--- START OF Data for the task ---

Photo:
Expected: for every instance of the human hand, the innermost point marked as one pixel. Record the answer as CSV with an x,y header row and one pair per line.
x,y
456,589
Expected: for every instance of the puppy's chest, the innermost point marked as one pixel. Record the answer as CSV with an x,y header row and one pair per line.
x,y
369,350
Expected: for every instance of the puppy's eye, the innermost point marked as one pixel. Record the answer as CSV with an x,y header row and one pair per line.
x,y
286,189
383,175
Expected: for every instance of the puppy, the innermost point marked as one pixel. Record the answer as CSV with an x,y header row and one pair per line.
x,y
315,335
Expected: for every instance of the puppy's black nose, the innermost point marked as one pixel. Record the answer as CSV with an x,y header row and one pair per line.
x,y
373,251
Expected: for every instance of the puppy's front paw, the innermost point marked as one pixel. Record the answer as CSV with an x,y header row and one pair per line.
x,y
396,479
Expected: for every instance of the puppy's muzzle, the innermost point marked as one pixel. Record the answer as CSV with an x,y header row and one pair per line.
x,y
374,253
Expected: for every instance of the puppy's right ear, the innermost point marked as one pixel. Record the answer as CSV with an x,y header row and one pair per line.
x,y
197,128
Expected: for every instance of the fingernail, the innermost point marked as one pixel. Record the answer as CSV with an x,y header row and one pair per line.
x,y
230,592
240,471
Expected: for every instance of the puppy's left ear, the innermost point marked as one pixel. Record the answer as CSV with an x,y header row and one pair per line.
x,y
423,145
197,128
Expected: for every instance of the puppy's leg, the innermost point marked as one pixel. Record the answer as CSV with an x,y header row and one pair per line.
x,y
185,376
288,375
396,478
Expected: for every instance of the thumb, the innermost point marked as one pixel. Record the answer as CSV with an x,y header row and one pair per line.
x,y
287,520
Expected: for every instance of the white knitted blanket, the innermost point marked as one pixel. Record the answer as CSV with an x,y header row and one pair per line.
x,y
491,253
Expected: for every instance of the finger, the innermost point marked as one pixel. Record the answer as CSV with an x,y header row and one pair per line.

--- END OF Data for the task ---

== Problem description ==
Copy all of the records above word for word, keeping every line of each one.

== Output of the exercise ==
Photo:
Expected: for every instance of the human hand, the innermost point marked as one pixel. Record the answer as CSV with an x,y header row and one pair per line.
x,y
456,589
Expected: for every instance of the puppy's chest, the innermost point marked as one pixel. Record the answer as CSV with an x,y header row and one pair per line.
x,y
369,350
Expected: for every instance of the puppy's eye, the innermost point marked as one pixel. Record the answer as CSV with an x,y header row and one pair per line.
x,y
286,189
383,175
Expected: for every instance of the puppy, the innermost point marked as one pixel. Record the answer as CSV with an x,y header row and one pair per line.
x,y
315,335
Expected: for every instance of the puppy's black nose, the innermost point marked as one pixel. Record the answer as CSV with an x,y header row and one pair per line.
x,y
373,251
Expected: for every instance of the puppy's front paw, the innermost point marked as one pixel. Record the answer as CSV with an x,y header row and one pair per line.
x,y
396,479
Expected: for every instance of the puppy's muzzle, the innermost point marked as one pixel. Record the answer as CSV with an x,y header row and one pair per line.
x,y
374,253
Expected: for every instance of the puppy's right ear, the innermost point marked as one pixel. Record the answer as CSV with an x,y header row and one pair per line.
x,y
197,128
Expected: for every instance of the fingernail, the innermost point marked as one pixel. Record the answer as CSV with an x,y header row and one pair per line.
x,y
230,592
240,471
Expected: for every instance of the puppy's left ear, the innermost point marked as one pixel. Record the answer as CSV with an x,y header row and one pair per line.
x,y
423,145
197,128
Expected: for every instance of the puppy's leg, the innermost point marked as one pixel. Record the answer as CSV with an x,y header row and one pair per line.
x,y
185,376
288,375
396,478
Expected: for every instance of the thumb, the innermost point marked as one pixel. Record the answer as CSV with an x,y header row and one pair per line.
x,y
287,520
Expected: for every instance of the white knitted blanket, the innermost point marked as one pixel. Record the answer as CSV with an x,y header row and one pair per line.
x,y
491,253
Expected: for every instance of the finger, the innermost point marked as one pixel. Record the answer as CSV with an x,y header row and one pair per line.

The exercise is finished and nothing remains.